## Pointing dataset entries

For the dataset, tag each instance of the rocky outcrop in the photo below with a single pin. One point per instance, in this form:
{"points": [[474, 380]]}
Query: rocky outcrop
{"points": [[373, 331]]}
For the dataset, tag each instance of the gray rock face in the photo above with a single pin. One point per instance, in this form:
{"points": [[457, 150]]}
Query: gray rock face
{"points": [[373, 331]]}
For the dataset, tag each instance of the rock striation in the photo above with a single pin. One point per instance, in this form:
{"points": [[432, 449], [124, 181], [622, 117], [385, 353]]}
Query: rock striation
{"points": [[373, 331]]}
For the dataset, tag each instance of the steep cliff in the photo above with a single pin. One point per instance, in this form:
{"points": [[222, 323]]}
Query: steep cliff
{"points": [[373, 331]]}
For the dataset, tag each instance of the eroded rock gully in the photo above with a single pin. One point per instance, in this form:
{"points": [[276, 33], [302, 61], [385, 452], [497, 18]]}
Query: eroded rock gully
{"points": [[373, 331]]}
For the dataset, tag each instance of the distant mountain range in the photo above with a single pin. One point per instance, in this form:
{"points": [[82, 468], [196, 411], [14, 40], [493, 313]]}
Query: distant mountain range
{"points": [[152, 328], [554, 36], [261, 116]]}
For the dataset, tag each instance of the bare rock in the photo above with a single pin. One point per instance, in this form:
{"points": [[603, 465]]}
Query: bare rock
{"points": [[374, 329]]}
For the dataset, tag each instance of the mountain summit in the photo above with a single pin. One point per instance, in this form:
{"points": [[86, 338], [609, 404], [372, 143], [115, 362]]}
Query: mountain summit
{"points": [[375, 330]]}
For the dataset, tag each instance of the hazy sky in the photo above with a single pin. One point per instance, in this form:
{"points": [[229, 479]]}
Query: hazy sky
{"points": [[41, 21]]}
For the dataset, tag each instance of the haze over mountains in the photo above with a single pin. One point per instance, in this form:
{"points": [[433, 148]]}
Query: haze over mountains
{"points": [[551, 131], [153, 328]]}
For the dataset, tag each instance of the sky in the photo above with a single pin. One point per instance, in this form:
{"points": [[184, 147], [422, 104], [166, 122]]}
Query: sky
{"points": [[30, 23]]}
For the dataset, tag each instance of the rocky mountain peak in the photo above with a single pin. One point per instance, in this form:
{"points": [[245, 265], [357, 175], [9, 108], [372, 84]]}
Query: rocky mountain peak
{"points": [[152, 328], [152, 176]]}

## What you should do
Can you write out again the stretch from the line containing "For the dataset, tag each instance of the sky" through the end of the entries, requests included, with every coordinate in the answers shifted up by 64? Leave the numbers in the requests and their format samples unchanged.

## Solution
For the dataset, tag each instance of the sky in the photo above with a single pin. One point per instance, in this form:
{"points": [[184, 147], [422, 104], [166, 122]]}
Query: sky
{"points": [[94, 87]]}
For the dataset, tag each instance of the rocky mountain peak in the photo above with a single pin. One point per instance, in this form:
{"points": [[245, 265], [357, 175], [9, 108], [372, 84]]}
Query: rocky mountain peak
{"points": [[216, 392], [216, 240]]}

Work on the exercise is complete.